**Selected extract**
# # # # # # #
I work in a research group which develops simulation tools for these photonic circuits. This video was very well explained. I can't wait to see what photonic circuits will be used for in the future. Thanks for making this video!
He said at the end a 1D row of interferometers can perform like a 2D array using time instead, would the same priinciple apply for 2D to 3D if the accuracy for 2D can be improved ?
@@raphaelcardoso7927 We develop tools that leverage Artificial Neural Networks to simulate the performance of photonic devices. All of our softwares are free and open source.
Wow, your videos just get better and better. As I watched this I kept having flashbacks to my university math/physics discussions on matrix mechanics of more than 50 years ago, and realizing that those concepts remain important in today's world.
A few mistakes: 1. ML typically consists of many matrix-vector multiplication steps, not matrix-matrix multiplications. 2. At 5:02 you meant picojoules, not petajoules 3. As I understand it (not an expert in photonics, though I have worked on an ML accelerator), for a given level of accuracy a photonic matrix-vector multiplication circuit will consume more power than a digital one, mostly because of the digital-to-analog and analog-to-digital steps. So I think it's somewhat misleading to say that power is not the problem. 4. I think the last point about replacing one of the axes with time is also misleading. That can be done for any circuit ("time-multiplexing") and will proportionally decrease throughput. So it's far from a solution to the density problem.
yeah, but I still feel like mentioning matrix-matrix multiplication is going to confuse the average viewer more than illuminate, compared to matrix-vector. most ML accelerators are built to accelerate matrix-vector products (e.g.: they use weight stationary systolic arrays). this is because accelerators rarely have the memory bandwidth to support matrix-matrix products at full throughput; they require the higher operational intensity of the static matrix/dynamic vector product.
# # # # # # #
**Provided data**
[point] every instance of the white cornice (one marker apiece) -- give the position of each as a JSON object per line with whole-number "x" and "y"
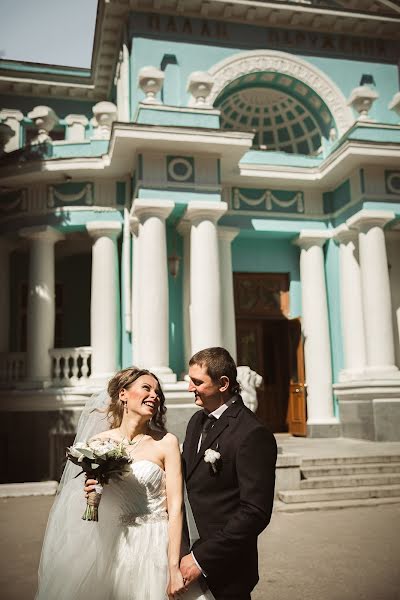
# # # # # # #
**Task requirements**
1: Could you repeat the photonic circuits comments between "I work in a" and "be improved ?", inclusive?
2: In the photonic circuits comments, what do the research group's tools use to simulate the performance of photonic devices?

**Per-task answers**
1:
I work in a research group which develops simulation tools for these photonic circuits. This video was very well explained. I can't wait to see what photonic circuits will be used for in the future. Thanks for making this video!
He said at the end a 1D row of interferometers can perform like a 2D array using time instead, would the same priinciple apply for 2D to 3D if the accuracy for 2D can be improved ?

2: Artificial Neural Networks.